*** Provided entries

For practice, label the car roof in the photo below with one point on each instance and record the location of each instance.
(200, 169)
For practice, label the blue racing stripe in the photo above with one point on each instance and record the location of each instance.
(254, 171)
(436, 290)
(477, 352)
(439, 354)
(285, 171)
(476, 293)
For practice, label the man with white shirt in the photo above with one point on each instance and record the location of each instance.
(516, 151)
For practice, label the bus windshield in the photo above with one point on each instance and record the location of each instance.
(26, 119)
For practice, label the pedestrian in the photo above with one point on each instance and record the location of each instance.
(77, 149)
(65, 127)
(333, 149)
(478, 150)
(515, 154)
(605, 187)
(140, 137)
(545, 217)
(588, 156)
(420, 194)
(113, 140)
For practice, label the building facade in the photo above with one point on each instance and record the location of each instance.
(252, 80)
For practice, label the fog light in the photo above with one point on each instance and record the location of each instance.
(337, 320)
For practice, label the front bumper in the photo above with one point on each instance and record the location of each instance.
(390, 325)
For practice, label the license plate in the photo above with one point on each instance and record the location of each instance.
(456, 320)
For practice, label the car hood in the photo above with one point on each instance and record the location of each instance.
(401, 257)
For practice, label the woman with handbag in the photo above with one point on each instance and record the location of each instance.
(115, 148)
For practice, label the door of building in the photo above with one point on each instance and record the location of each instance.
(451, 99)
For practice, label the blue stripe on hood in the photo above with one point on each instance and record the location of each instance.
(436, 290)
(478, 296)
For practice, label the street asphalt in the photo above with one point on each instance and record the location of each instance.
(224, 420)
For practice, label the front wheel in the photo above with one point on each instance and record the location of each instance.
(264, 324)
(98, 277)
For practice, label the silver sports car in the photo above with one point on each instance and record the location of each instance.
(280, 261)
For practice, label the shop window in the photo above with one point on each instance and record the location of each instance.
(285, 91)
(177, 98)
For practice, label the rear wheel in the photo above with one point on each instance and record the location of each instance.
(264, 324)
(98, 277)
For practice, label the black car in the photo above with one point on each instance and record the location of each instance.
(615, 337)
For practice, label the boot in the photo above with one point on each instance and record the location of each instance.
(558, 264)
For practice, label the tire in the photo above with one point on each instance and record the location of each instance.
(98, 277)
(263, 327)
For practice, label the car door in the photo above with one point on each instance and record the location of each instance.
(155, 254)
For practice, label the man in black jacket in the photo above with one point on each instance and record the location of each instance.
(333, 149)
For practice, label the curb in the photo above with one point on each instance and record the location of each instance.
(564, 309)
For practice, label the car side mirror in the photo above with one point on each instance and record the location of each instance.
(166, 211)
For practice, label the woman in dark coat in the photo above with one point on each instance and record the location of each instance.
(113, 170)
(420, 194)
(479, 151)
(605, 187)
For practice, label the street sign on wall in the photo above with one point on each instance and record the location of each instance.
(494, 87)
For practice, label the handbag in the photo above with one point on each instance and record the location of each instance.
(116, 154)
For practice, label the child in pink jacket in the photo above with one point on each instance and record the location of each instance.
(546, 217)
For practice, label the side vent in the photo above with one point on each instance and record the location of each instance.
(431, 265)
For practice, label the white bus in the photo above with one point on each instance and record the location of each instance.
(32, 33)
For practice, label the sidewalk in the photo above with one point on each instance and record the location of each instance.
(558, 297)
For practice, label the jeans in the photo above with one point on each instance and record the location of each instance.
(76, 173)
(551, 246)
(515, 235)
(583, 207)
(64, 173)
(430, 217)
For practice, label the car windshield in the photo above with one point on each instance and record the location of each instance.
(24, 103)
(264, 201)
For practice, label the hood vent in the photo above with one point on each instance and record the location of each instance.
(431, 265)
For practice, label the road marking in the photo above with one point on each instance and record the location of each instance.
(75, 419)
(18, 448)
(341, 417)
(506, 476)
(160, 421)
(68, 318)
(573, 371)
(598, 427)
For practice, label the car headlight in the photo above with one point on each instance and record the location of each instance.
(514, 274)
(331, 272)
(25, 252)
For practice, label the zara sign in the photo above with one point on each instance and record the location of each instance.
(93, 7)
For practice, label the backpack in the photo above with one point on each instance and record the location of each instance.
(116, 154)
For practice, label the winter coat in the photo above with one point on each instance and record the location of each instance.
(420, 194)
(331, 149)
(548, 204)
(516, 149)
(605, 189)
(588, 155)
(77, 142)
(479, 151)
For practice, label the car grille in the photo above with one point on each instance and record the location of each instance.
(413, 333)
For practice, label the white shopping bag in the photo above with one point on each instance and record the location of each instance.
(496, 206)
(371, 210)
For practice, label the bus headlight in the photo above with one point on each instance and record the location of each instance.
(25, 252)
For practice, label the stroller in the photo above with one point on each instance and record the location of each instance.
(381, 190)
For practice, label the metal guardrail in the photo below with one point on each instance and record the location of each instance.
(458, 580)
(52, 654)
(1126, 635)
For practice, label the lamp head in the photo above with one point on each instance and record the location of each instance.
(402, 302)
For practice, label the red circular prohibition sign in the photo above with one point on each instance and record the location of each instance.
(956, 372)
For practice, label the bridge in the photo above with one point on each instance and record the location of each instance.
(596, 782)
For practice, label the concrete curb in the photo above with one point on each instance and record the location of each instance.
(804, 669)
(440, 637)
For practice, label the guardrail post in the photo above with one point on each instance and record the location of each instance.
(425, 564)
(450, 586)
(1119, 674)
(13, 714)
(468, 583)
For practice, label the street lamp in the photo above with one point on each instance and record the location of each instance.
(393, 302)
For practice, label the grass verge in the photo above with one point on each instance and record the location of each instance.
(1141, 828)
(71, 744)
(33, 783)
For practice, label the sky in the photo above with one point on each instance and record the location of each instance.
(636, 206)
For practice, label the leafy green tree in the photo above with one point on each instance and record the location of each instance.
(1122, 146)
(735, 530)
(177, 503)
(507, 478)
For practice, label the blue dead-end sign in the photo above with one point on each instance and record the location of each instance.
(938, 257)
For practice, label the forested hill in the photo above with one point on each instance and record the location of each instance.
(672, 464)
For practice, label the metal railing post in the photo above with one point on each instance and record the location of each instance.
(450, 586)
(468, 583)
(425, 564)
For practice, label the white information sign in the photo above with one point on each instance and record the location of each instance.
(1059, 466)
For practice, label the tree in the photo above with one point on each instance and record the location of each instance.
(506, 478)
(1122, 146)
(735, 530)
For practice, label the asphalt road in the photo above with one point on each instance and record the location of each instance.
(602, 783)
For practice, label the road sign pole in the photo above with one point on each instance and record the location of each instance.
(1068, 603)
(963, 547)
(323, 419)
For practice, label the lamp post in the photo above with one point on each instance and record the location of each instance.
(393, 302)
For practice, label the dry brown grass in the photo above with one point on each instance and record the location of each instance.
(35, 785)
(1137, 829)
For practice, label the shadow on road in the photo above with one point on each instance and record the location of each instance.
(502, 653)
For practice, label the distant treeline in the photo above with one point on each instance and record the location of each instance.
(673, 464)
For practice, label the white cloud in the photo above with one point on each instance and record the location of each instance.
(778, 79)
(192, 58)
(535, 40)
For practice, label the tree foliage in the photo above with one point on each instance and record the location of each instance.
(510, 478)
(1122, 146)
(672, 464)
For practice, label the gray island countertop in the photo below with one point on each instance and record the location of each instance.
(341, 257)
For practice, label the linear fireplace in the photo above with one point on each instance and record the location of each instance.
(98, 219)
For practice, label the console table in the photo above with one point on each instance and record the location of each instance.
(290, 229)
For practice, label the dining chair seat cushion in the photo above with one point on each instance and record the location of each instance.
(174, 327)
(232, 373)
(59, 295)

******

What the exercise asks
Go back to the listing above and please repeat it exactly.

Written answer
For practice, label the car roof in the photo below with one point on each instance and record the location of each instance.
(200, 169)
For practice, label the blue racing stripe in the photo above with one point on each instance and record the location of each instance.
(254, 171)
(436, 290)
(477, 352)
(439, 354)
(285, 171)
(476, 293)
For practice, label the man with white shirt in the photo above with one point on each instance and record the location of each instance.
(516, 151)
For practice, label the bus windshield in the photo above with one point on each instance and record the location of each instance.
(26, 119)
For practice, label the pedestrian in the photo above with one point on each instance and record the location of each instance.
(77, 149)
(65, 127)
(333, 149)
(478, 150)
(515, 154)
(605, 187)
(140, 137)
(545, 217)
(588, 156)
(420, 194)
(113, 140)
For practice, label the building facade in the photo above with one point on each instance and record the location of each instance.
(252, 80)
For practice, label the fog light in the photo above with one point on each instance and record the location of each instance.
(337, 320)
For practice, label the front bumper in the photo above with one point on each instance and record the location of each instance.
(390, 325)
For practice, label the license plate in the photo above with one point on each instance and record the location of each instance.
(456, 320)
For practice, label the car hood in the photo above with one point on each instance and record the location of each instance.
(401, 257)
For practice, label the woman with handbag in the photo above with one point on each instance and record the location of each instance.
(115, 148)
For practice, label the door of building in the photo above with one point on each instance and record the location of each instance.
(451, 99)
For practice, label the blue stripe on hood in the photo above with one point on each instance and record the location of each instance.
(436, 290)
(478, 296)
For practice, label the street asphalt in the photo above with one point on each instance and record the location of each instance.
(224, 420)
For practice, label the front wheel in the photo above with one point on each instance and record the location of each instance.
(264, 324)
(98, 277)
For practice, label the silver sports car in the photo above with one point on each instance and record the location of each instance.
(280, 261)
For practice, label the shop window in the photo above with one point on each instance and record the location of each instance.
(285, 91)
(177, 98)
For practice, label the rear wheel in the photo above with one point on each instance and record the location of each instance.
(264, 324)
(98, 277)
For practice, label the black car in the photo above with one point on each instance and record the location of each instance.
(615, 337)
For practice, label the boot in the photo above with one point on each instance and record the location of each instance.
(558, 264)
For practice, label the tire in the photo above with one point on each instance and record the location of each instance.
(98, 277)
(263, 327)
For practice, label the car door in the photo above with one point on each instance and record the location of each instance.
(155, 254)
For practice, label the man in black jacket in the photo above with one point on each instance and record the location of each instance.
(333, 149)
For practice, label the curb in the photo above with one point on each instance and record the location of each instance.
(564, 309)
For practice, label the car side mirror in the photo above with one point on each instance and record the location of each instance.
(166, 211)
For practice, label the woman in dark coat in the photo above with one point on each instance and record the location of each instance.
(113, 170)
(420, 194)
(479, 151)
(605, 187)
For practice, label the street sign on wall in the photo above with one point on each instance and record the location of each instance.
(494, 87)
For practice, label the handbag in the photo above with one point on each instance and record the location of each instance.
(116, 154)
For practice, label the child in pink jacket in the photo above with one point on each instance and record the location of each instance.
(546, 217)
For practice, label the side vent in the photo above with one point on each instance and record the location of each instance.
(431, 265)
For practice, label the white bus in the photo above with one point on each instance and record the location of each instance.
(32, 33)
For practice, label the sidewalk in the photo above with one point on each instance and record the location of each instance.
(558, 297)
For practice, label the jeans in the photo above with one point on each instance and record the location of each instance.
(76, 173)
(551, 246)
(515, 235)
(583, 207)
(64, 173)
(430, 217)
For practice, label the car windshield in the photo above with one point on each instance and record the location of each instance.
(24, 103)
(264, 201)
For practice, label the hood vent in the photo above with one point on each instance and record the location of each instance.
(431, 265)
For practice, label the road marking in the photo above with one point on each instance and record the location of each instance.
(75, 419)
(18, 448)
(341, 417)
(506, 476)
(160, 421)
(68, 318)
(573, 371)
(598, 427)
For practice, label the car headlight in the photo above with one point on each instance and record the location of each instance.
(514, 274)
(331, 272)
(25, 252)
For practice, label the zara sign in the photo above with one point on each instance and record the location of each instance.
(93, 7)
For practice, label the backpack in the photo above with one point on each instance and record the location of each instance.
(116, 154)
For practice, label the winter coat in the photo above with one point on each instance and record the location of each instance.
(420, 194)
(331, 149)
(548, 204)
(516, 149)
(605, 189)
(588, 155)
(77, 142)
(479, 151)
For practice, label the car grille in the photo above with one point on each instance and record the location of each instance.
(413, 333)
For practice, label the white shopping bag in the photo above with one point on each instance and record the location of each instance.
(496, 206)
(371, 210)
For practice, label the bus headlight in the photo above with one point on each instance and record the location of each instance.
(25, 252)
For practice, label the stroller in the photo above with one point on each instance and record the location of each instance.
(381, 190)
For practice, label the metal guardrail in the photo below with one point on each instance and record the location of each instance.
(458, 580)
(52, 654)
(1126, 635)
For practice, label the lamp head in the photo above with one point on each instance and record the location of each instance.
(402, 302)
For practice, label the red circular prohibition sign in the photo above with one point on each instance and record the location of each instance.
(956, 372)
For practice, label the bridge in the photo above with one point on each instance and record the location of each instance.
(596, 782)
For practice, label the concrete curb in the photo above with one point on each instance and record the location of each instance.
(804, 669)
(440, 637)
For practice, label the guardrail post in the photo above with one point on each instance and record the location of each instance.
(425, 564)
(450, 586)
(1119, 674)
(13, 714)
(468, 583)
For practice, label the street lamp in the photo above with one point on each instance and record the location of each instance.
(393, 302)
For practice, label the grass verge in the photo above with one point on each instance and record the location of each instance.
(1141, 828)
(71, 744)
(33, 783)
For practice, label the sky in the photo above with one point on each instance and record the location of each instance.
(636, 206)
For practice, label the leafy green tree in the photo above with one point on each instance and record the location of each instance.
(1122, 146)
(735, 530)
(177, 503)
(507, 478)
For practice, label the blue dead-end sign in the photo above with one point on each instance and record the location of each instance.
(938, 257)
For practice, label the forested hill in the photo above with one point on each instance and record the location of each instance.
(672, 464)
For practice, label the metal railing post in the photo above with one point on each instance and record the location of each instance.
(450, 586)
(468, 583)
(425, 564)
For practice, label the white information sign in the photo above with one point on each instance and record the location of each instance.
(1059, 466)
For practice, label the tree in the photo above with one point on each instance and record the location of each instance.
(506, 478)
(1122, 146)
(735, 530)
For practice, label the asphalt road in the photo above with one point on each instance and record the location of each instance.
(602, 783)
For practice, label the road sign pole in the photo above with one point on each instance and record the location of each instance.
(1068, 603)
(963, 547)
(323, 419)
For practice, label the lamp post in the photo above with one point on each instance and record the location of each instance.
(393, 302)
For practice, label the dry brown grass in the photo above with one point on each instance and record the location of each instance.
(35, 785)
(1137, 829)
For practice, label the shadow on road in the photo above with one point on each instance and record the location of each instance.
(502, 653)
For practice, label the distant treeline in the photo above with one point on each instance and record the location of each instance.
(673, 464)
For practice, label the white cloud in the photo above with one point on each instance and record the location of each instance.
(778, 79)
(192, 58)
(535, 40)
For practice, label the tree foliage in the photo above with one point on each instance and record the location of each instance.
(510, 478)
(1122, 146)
(672, 464)
For practice, label the gray island countertop in the photo below with one point on each instance and record the location of each instance.
(341, 257)
For practice, label the linear fireplace in the photo above with one point on each instance and record the location of each instance.
(98, 219)
For practice, label the console table in the photo above with one point on each instance and record the location of each instance.
(290, 229)
For practice, label the dining chair seat cushion in the photo above with one point on each instance and record the location of each instance.
(174, 327)
(232, 373)
(59, 295)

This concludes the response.